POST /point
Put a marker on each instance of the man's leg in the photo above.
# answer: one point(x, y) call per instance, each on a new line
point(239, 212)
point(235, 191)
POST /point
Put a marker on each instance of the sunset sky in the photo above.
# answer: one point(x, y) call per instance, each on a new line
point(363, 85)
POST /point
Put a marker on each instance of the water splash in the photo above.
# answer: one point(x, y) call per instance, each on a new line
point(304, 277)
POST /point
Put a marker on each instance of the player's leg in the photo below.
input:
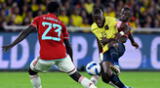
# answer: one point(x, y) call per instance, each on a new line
point(114, 54)
point(36, 66)
point(95, 78)
point(66, 65)
point(107, 74)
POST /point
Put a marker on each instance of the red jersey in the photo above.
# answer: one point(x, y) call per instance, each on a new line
point(51, 35)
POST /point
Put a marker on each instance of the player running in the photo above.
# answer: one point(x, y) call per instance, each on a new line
point(106, 30)
point(53, 38)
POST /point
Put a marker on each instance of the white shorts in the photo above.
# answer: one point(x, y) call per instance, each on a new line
point(65, 65)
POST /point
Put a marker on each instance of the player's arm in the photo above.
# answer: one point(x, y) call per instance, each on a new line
point(68, 48)
point(66, 41)
point(99, 46)
point(110, 41)
point(21, 36)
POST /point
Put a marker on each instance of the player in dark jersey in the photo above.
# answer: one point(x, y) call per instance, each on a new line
point(115, 45)
point(54, 47)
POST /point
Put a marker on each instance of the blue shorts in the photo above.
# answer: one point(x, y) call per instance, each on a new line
point(114, 53)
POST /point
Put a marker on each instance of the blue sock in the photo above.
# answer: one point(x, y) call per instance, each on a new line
point(115, 80)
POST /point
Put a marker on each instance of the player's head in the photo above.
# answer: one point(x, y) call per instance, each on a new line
point(98, 16)
point(125, 14)
point(52, 7)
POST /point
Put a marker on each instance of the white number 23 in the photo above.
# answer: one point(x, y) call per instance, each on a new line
point(50, 25)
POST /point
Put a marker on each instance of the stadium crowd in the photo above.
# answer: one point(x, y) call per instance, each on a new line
point(146, 13)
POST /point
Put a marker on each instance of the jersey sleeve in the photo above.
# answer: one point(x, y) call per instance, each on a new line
point(65, 32)
point(35, 22)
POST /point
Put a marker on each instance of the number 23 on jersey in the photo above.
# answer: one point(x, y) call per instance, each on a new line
point(50, 26)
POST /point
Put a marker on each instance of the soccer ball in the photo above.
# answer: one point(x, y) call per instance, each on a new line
point(93, 68)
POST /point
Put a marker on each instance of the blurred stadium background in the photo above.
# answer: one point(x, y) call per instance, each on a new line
point(140, 66)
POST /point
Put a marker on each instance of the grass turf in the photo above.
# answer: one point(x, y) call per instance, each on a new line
point(61, 80)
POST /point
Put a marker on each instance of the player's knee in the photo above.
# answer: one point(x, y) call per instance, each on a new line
point(31, 72)
point(105, 78)
point(114, 55)
point(76, 76)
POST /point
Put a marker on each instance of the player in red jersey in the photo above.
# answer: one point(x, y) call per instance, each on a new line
point(54, 47)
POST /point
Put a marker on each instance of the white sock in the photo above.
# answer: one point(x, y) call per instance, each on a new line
point(94, 79)
point(110, 83)
point(36, 81)
point(86, 83)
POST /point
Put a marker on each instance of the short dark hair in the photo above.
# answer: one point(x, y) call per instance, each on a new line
point(52, 6)
point(126, 9)
point(97, 11)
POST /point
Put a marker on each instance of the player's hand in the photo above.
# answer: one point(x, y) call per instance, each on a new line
point(6, 48)
point(104, 40)
point(135, 45)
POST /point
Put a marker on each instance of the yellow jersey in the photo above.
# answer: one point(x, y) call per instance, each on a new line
point(108, 30)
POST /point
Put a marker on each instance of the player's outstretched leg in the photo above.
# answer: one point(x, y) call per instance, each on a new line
point(85, 82)
point(35, 79)
point(108, 76)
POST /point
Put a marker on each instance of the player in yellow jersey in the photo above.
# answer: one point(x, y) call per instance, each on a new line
point(110, 44)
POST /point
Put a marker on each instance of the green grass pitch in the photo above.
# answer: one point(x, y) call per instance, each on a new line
point(62, 80)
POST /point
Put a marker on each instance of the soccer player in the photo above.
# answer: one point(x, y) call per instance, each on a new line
point(53, 39)
point(106, 29)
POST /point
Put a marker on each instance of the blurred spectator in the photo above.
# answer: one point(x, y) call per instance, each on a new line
point(109, 11)
point(63, 16)
point(76, 19)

* ENUNCIADO
Vuelve a escribir todo lo que va desde el comienzo de las filas hasta la línea que contiene "point(235, 191)", ambas incluidas, con su texto completo. Escala por 1,6 las coordenadas de los puntos de las respuestas y redondéalas a enteros, con las mitades hacia arriba.

* RESPUESTA COMPLETA
POST /point
Put a marker on each instance of the man's leg in the photo above.
# answer: one point(x, y) call per instance, each on a new line
point(382, 339)
point(376, 306)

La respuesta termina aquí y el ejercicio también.